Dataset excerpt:
━━━━━━

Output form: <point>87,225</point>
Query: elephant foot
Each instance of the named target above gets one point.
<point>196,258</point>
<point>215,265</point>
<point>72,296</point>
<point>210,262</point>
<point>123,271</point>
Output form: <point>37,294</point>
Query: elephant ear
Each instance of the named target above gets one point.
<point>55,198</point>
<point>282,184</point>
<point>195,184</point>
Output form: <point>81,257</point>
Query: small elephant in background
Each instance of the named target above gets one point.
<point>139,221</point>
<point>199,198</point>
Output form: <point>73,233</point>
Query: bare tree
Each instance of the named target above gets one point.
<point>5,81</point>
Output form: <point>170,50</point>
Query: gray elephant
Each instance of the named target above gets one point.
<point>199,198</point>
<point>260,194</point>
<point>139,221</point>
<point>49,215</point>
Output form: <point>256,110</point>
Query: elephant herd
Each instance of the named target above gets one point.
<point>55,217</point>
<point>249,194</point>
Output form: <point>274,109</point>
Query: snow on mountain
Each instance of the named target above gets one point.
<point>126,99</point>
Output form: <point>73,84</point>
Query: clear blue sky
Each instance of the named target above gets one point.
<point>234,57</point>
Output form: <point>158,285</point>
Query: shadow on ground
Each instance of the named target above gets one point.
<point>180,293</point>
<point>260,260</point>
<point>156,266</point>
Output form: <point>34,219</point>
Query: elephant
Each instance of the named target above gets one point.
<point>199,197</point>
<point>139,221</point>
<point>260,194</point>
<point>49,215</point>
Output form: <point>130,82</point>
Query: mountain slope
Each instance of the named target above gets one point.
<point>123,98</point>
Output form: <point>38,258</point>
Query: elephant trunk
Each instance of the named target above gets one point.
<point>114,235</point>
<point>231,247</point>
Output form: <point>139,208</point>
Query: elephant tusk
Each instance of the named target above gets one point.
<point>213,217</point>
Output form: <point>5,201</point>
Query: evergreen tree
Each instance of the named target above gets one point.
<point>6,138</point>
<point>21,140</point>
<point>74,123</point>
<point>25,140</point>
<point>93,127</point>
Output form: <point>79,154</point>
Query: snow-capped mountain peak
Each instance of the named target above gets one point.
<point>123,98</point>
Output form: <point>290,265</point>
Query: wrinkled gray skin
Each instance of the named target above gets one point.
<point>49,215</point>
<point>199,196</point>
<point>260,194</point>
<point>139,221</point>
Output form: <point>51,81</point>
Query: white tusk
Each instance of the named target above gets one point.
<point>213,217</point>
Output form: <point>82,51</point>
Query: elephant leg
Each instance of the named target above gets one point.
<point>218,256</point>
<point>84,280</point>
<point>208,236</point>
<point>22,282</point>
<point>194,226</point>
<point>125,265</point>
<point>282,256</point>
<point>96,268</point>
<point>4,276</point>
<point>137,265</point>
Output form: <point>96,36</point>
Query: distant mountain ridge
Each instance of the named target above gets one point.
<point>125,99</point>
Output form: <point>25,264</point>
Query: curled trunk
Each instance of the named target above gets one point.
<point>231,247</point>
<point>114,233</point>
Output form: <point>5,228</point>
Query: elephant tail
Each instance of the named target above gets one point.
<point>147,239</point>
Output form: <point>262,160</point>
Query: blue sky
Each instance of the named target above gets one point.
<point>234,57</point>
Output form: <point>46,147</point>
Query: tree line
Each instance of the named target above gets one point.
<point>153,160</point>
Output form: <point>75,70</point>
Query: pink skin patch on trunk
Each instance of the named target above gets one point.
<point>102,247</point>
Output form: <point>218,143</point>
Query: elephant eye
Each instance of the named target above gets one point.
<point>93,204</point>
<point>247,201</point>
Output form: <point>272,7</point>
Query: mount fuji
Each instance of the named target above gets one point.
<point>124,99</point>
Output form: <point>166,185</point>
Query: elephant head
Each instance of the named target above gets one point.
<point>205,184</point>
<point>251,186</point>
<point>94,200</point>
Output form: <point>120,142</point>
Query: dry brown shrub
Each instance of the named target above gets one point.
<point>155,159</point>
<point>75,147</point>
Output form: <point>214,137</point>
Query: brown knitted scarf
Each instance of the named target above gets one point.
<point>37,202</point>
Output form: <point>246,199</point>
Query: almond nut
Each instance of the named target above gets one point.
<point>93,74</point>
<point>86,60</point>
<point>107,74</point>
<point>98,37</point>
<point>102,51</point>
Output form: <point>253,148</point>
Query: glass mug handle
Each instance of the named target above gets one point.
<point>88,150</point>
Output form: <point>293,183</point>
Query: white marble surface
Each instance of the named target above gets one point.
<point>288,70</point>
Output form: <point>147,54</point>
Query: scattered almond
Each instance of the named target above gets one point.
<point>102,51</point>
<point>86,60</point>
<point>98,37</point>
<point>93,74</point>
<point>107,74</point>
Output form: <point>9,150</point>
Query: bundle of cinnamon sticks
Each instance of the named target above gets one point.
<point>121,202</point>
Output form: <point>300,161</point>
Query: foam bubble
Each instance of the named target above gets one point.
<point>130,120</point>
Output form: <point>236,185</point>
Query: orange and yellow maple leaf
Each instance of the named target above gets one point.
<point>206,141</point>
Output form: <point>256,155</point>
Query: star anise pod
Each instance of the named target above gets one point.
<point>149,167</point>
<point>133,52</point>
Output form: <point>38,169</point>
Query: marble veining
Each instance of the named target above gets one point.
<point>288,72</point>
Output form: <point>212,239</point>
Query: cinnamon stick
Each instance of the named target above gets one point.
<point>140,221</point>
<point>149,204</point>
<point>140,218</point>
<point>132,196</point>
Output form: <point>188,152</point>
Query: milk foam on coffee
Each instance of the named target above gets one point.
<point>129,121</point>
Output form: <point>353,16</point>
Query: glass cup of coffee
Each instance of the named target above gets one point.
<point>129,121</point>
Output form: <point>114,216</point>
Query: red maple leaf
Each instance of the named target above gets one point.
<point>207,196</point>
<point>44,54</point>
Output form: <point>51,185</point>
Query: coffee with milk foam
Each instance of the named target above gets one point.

━━━━━━

Exercise description:
Rescale the data from its first line through the line containing "<point>126,99</point>", repeating every line, requests included. Multiply each coordinate in the answer points by 2.1 and round to a whole number, with halves rounding up, while leaving the numbers in the requests and their format samples unchanged.

Written answer:
Output form: <point>87,225</point>
Query: elephant foot
Each instance of the named target above gets one point.
<point>412,542</point>
<point>452,557</point>
<point>151,622</point>
<point>441,550</point>
<point>258,569</point>
Output form: <point>37,294</point>
Query: elephant ear
Each instance of the named target above gets one point.
<point>116,416</point>
<point>592,386</point>
<point>410,386</point>
Output form: <point>81,257</point>
Query: small elephant in background
Each instance of the named target above gets one point.
<point>292,464</point>
<point>418,416</point>
Output form: <point>73,233</point>
Query: bare tree
Each instance of the named target above gets one point.
<point>11,170</point>
Output form: <point>170,50</point>
Query: gray elephant
Each instance of the named target above gets one point.
<point>418,416</point>
<point>546,407</point>
<point>292,464</point>
<point>103,452</point>
Output form: <point>256,110</point>
Query: elephant herd
Each instance of the named target above gets one point.
<point>116,456</point>
<point>523,407</point>
Output form: <point>274,109</point>
Query: snow on mountain
Each instance of the named target above gets one point.
<point>265,208</point>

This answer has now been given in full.